### 任务目标:
把下面条目里所有带有字符串“toyota”的行都列出来。

### 所给条目:

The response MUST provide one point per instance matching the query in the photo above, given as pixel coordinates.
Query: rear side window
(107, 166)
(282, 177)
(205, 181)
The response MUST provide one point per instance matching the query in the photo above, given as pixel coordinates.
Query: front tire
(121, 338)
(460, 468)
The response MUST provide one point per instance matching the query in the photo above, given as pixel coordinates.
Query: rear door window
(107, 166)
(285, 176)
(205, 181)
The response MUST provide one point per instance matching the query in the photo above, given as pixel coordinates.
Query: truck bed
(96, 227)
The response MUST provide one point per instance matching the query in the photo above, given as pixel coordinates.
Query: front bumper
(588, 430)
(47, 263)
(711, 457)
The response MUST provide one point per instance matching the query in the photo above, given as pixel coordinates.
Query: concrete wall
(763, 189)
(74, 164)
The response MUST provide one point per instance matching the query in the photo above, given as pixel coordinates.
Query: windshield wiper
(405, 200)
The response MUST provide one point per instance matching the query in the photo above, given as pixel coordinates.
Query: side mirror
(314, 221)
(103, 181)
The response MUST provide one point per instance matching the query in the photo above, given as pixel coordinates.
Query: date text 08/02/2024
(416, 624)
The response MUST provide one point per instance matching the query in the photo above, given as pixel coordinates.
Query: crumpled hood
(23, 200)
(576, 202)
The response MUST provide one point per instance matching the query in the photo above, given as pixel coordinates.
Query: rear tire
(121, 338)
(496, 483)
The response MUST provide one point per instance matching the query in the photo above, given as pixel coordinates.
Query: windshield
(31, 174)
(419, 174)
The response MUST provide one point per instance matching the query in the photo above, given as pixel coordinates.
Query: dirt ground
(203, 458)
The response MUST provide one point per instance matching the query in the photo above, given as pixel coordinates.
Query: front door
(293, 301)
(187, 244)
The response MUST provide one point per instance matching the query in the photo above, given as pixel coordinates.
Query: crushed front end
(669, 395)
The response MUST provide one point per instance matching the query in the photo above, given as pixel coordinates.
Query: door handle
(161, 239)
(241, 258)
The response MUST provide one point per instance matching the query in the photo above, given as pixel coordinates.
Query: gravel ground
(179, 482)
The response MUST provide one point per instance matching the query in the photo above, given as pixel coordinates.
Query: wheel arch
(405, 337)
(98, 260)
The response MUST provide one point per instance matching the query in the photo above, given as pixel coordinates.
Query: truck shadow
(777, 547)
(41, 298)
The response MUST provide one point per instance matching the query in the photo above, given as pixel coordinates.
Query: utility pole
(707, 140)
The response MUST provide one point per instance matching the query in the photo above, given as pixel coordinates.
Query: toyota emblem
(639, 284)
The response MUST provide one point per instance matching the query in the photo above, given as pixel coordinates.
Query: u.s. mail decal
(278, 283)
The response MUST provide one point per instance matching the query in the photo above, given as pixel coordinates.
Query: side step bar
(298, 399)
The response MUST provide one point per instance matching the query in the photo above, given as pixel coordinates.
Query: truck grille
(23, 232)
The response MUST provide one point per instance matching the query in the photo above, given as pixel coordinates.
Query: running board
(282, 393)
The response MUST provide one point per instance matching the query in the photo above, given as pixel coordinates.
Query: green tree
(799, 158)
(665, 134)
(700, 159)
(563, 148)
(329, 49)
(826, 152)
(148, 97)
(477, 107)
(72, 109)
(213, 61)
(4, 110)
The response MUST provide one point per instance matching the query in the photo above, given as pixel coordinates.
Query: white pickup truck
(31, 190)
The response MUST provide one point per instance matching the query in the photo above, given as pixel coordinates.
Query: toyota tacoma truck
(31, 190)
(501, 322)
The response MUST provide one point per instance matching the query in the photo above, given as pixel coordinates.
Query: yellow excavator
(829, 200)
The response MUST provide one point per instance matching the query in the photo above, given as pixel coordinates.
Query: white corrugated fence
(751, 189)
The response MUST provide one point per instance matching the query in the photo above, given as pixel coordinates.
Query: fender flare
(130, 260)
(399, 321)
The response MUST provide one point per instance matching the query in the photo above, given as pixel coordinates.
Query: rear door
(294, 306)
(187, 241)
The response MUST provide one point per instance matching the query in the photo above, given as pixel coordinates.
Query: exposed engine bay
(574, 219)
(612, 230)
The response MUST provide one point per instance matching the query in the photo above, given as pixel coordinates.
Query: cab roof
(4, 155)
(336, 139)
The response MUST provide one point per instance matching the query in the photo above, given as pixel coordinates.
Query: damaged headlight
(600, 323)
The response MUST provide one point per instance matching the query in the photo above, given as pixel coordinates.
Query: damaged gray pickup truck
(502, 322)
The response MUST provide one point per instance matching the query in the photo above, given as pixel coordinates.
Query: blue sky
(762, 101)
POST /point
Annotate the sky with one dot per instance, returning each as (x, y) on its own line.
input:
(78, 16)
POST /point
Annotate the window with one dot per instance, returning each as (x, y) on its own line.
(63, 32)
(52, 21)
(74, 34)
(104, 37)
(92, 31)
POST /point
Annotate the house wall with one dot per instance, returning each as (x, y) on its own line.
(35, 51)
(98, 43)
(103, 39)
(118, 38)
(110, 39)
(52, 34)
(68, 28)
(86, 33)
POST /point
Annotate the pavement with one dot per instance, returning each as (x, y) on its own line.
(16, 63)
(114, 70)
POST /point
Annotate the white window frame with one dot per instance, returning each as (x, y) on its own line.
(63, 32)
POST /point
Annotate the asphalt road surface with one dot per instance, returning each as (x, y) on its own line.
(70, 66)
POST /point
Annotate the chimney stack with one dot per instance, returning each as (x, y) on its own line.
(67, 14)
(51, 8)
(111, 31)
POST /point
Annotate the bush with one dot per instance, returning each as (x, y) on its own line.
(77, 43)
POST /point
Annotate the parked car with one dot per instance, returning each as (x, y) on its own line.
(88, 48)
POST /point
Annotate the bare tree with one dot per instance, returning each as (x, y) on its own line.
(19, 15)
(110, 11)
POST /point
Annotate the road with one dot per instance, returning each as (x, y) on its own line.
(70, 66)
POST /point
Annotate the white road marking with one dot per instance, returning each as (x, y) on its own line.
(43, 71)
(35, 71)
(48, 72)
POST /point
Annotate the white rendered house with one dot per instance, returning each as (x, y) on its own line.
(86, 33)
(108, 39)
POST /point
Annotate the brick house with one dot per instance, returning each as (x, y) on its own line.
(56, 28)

### 结果:
Query: toyota emblem
Query: toyota tacoma truck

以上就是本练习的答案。